TASK TO COMPLETE: Restate every line of the material, word for word.

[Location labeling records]
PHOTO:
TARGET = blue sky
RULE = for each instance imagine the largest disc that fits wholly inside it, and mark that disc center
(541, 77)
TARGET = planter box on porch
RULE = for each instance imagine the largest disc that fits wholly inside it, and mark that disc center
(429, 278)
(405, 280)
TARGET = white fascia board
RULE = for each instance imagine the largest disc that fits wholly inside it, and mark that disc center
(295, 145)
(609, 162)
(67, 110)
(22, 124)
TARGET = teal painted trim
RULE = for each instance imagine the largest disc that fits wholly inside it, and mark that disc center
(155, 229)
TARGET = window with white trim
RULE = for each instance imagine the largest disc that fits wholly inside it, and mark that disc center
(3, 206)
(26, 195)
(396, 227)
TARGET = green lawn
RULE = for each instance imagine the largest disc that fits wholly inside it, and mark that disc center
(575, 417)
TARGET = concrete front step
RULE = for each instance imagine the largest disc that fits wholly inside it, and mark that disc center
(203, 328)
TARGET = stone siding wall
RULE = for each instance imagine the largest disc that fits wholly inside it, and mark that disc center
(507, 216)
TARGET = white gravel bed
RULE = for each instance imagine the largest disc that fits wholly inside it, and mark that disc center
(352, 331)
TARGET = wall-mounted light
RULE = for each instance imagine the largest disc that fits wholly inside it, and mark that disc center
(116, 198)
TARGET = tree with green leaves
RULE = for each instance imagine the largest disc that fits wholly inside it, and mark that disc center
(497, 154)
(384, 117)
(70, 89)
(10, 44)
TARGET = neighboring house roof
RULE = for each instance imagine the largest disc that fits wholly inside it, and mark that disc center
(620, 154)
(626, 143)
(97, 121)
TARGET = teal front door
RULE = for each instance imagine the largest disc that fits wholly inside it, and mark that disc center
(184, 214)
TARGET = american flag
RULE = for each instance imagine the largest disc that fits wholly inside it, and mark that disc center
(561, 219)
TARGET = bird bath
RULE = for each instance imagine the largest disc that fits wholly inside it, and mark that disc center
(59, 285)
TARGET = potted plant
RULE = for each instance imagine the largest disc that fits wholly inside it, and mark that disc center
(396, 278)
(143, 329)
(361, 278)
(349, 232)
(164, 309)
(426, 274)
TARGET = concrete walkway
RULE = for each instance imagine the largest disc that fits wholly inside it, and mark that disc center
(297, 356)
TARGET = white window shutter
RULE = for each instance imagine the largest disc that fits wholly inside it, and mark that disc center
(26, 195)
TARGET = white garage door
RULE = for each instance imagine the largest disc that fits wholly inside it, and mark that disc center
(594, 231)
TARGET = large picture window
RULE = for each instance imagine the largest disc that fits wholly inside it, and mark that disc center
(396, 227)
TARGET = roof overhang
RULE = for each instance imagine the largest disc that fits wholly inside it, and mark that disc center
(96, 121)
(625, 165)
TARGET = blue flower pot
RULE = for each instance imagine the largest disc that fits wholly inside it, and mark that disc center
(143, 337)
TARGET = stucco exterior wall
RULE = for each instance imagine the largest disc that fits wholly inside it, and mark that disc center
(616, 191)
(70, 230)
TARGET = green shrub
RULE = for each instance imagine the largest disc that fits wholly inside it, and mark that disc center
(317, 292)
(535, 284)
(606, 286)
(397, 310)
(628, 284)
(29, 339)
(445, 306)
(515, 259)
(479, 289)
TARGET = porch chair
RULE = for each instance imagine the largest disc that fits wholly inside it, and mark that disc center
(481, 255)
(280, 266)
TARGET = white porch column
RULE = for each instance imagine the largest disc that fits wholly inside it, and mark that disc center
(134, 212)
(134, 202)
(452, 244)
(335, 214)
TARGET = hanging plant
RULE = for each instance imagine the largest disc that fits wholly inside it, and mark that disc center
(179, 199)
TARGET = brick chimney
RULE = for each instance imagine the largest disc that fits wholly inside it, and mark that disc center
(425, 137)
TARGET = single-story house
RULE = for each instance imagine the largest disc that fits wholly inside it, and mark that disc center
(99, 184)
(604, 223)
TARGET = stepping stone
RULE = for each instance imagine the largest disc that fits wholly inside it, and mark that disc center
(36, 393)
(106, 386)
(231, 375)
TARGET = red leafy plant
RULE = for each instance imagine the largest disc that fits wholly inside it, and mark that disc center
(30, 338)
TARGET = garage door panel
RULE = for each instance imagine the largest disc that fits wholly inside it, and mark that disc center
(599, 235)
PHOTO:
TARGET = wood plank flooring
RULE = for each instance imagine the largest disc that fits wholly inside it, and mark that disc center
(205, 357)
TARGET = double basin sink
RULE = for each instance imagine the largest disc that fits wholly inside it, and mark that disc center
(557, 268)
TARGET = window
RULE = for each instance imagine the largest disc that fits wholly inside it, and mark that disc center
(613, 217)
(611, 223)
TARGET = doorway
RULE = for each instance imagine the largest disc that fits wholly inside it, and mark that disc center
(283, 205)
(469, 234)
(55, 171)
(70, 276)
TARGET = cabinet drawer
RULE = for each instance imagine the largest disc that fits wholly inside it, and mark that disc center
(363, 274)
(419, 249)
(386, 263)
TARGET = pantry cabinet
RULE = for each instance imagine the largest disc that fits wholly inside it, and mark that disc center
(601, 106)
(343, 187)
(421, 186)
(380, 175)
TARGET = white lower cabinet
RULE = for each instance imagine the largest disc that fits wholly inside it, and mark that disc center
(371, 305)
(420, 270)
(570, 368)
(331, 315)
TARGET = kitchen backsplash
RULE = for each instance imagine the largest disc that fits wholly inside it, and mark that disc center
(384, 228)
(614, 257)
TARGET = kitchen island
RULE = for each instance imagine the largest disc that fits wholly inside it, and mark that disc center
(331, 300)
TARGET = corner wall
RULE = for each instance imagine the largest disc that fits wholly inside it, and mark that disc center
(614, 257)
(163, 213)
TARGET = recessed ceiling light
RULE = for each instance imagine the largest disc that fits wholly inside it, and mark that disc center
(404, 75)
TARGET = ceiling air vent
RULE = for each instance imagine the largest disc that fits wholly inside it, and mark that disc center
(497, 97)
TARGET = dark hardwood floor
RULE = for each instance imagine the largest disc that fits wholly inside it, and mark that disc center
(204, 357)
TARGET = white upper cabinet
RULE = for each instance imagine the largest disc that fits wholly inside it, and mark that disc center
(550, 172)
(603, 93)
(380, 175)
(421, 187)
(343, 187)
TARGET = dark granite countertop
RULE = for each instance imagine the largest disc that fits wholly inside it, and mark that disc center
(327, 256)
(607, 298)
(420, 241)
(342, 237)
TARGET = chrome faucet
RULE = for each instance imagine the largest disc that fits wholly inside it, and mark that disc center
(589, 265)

THE REPLY:
PHOTO:
TARGET = blue sky
RULE = for each instance imagine the largest disc that fits wholly inside it, and mark that disc center
(541, 77)
TARGET = planter box on porch
RULE = for each instance imagine the largest disc that fits wholly inside it, and mark that disc center
(429, 278)
(405, 280)
TARGET = white fascia board
RULE = for each instance imagine the largest disc that fits wholly inside it, and mark that disc center
(295, 145)
(609, 162)
(67, 110)
(22, 124)
TARGET = teal painted trim
RULE = for each instance imagine the largest disc that fits wholly inside it, and mark that disc center
(155, 229)
TARGET = window with white trim
RULE = for each instance imagine the largest disc that fits wholly inside it, and mark that disc center
(3, 206)
(26, 195)
(396, 227)
TARGET = green lawn
RULE = for each instance imagine the largest disc that fits wholly inside it, and mark that disc center
(575, 417)
TARGET = concrete front step
RULE = for each instance imagine the largest disc that fits wholly inside it, and mark that disc center
(203, 328)
TARGET = stone siding wall
RULE = for each instance imagine the largest disc that fits wholly inside it, and mark that disc center
(507, 216)
TARGET = white gravel bed
RULE = for each instance imagine the largest disc that fits wholly inside it, and mark that disc center
(352, 331)
TARGET = wall-mounted light
RULE = for each instance imagine the largest disc that fits wholly inside it, and mark that disc center
(116, 198)
TARGET = tree with green leaves
RULE = for each instance imagine the largest disc that fits wholly inside it, and mark that disc center
(497, 154)
(384, 117)
(70, 89)
(10, 44)
TARGET = neighboring house roof
RULE = for each instance imagine the largest disc that fits wholly inside it, and mark that disc center
(620, 154)
(626, 143)
(97, 121)
TARGET = teal front door
RULE = for each instance imagine the largest disc that fits wholly inside it, and mark that disc center
(184, 214)
TARGET = american flag
RULE = for each instance imagine the largest disc that fits wholly inside it, and mark that disc center
(561, 219)
TARGET = bird bath
RULE = for each instance imagine the largest disc that fits wholly inside it, and mark that disc center
(59, 285)
TARGET = potted plant
RULE = for each instance imagine the largest disc that fits wholly inside it, and mark that disc center
(396, 278)
(143, 329)
(361, 278)
(349, 232)
(164, 309)
(426, 274)
TARGET = concrete walkway
RULE = for each instance imagine the largest disc that fits wholly inside it, and mark that disc center
(297, 356)
TARGET = white window shutter
RULE = for each instance imagine the largest disc that fits wholly inside it, and mark that disc center
(26, 195)
TARGET = white garage door
RULE = for each instance imagine the largest disc that fits wholly inside it, and mark that disc center
(594, 231)
TARGET = large picture window
RULE = for each instance imagine the largest disc that fits wholly inside it, and mark that disc center
(396, 227)
TARGET = roof overhang
RULE = for each instance imagine the largest disc that fits wholly inside it, and mark that disc center
(96, 121)
(625, 165)
TARGET = blue flower pot
RULE = for each instance imagine the largest disc that fits wholly inside it, and mark that disc center
(143, 337)
TARGET = stucco exterior wall
RULE = for each instance imagine the largest disc that fits wholly inside it, and mark that disc center
(616, 191)
(70, 230)
TARGET = green shrub
RULE = for each instance imagine the largest disc that fits wholly inside it, and mark that disc center
(317, 292)
(535, 284)
(606, 286)
(397, 310)
(628, 284)
(29, 339)
(445, 306)
(515, 259)
(479, 289)
TARGET = porch chair
RULE = for each instance imagine the largest disc that fits wholly inside it, and mark that disc center
(481, 255)
(280, 266)
TARGET = white porch column
RULE = for each instance imagine the largest disc that fits wholly inside it, and mark that disc center
(134, 212)
(134, 202)
(452, 244)
(335, 214)
TARGET = hanging plant
RULE = for each instance imagine the largest disc that fits wholly inside it, and mark that disc center
(179, 199)
TARGET = brick chimney
RULE = for each instance imagine the largest disc that fits wholly inside it, and mark that disc center
(425, 137)
TARGET = single-story house
RULE = for each instance imagine the largest disc that fits wholly inside it, and mark that disc center
(99, 184)
(604, 223)
TARGET = stepping stone
RULE = for each instance imagine the largest disc that fits wholly inside it, and mark that disc center
(36, 393)
(106, 386)
(231, 375)
TARGET = red leafy plant
RULE = for each instance imagine the largest disc that fits wholly inside it, and mark that disc center
(30, 338)
TARGET = garage door panel
RULE = for each instance imagine the largest disc that fits wholly inside it, and mark that disc center
(599, 235)
PHOTO:
TARGET = wood plank flooring
RULE = for each instance imagine the largest disc that fits wholly inside it, and mark that disc center
(205, 357)
TARGET = double basin sink
RULE = for each instance imagine the largest disc that fits wholly inside it, and mark that disc center
(557, 268)
TARGET = window
RULE = for each instance imagine the largest disc that fits wholly inside it, and mark that disc center
(613, 217)
(611, 223)
TARGET = doorway
RULE = for each instance imagine the largest disc that fits wholly inside it, and mark that disc center
(283, 205)
(469, 234)
(55, 171)
(70, 276)
TARGET = cabinet drawer
RULE = for each instance imagine the largest disc that fits wholly inside it, and mark that disc center
(363, 274)
(419, 249)
(386, 263)
TARGET = pantry cabinet
RULE = for each instance imagine the largest disc that fits wholly inside it, and mark that disc center
(601, 106)
(343, 187)
(421, 186)
(380, 175)
TARGET = white lower cabinet
RULE = for each instance imagine the largest disc that fits wholly inside it, and mark that disc center
(371, 305)
(420, 270)
(570, 368)
(331, 315)
TARGET = kitchen backsplash
RULE = for each instance imagine the largest disc that fits wholly inside it, and mark that disc center
(384, 228)
(614, 257)
TARGET = kitchen island
RULE = for each instance imagine the largest disc that fits wholly inside it, and mark that disc center
(331, 300)
TARGET = corner wall
RULE = for each instance imagine the largest disc that fits wholly inside it, and mark that disc center
(614, 257)
(163, 213)
TARGET = recessed ceiling light
RULE = for each instance imagine the largest disc that fits wholly inside it, and mark that disc center
(404, 75)
TARGET = ceiling air vent
RULE = for each instance imagine the largest disc that fits wholly inside it, and mark that disc center
(497, 97)
TARGET = dark hardwood floor
RULE = for each instance imagine the largest disc that fits wholly inside it, and mark that disc center
(204, 357)
TARGET = white upper cabinet
RULE = for each instance imagine the largest disc that fits wholly inside it, and mark that disc center
(550, 172)
(603, 93)
(380, 175)
(421, 187)
(343, 187)
TARGET = dark granite countertop
RULE = for each instance imagine the largest disc that fits wholly inside it, and mark that disc center
(327, 256)
(607, 298)
(420, 241)
(342, 237)
TARGET = chrome faucet
RULE = for each instance imagine the largest disc that fits wholly inside it, and mark that disc center
(589, 265)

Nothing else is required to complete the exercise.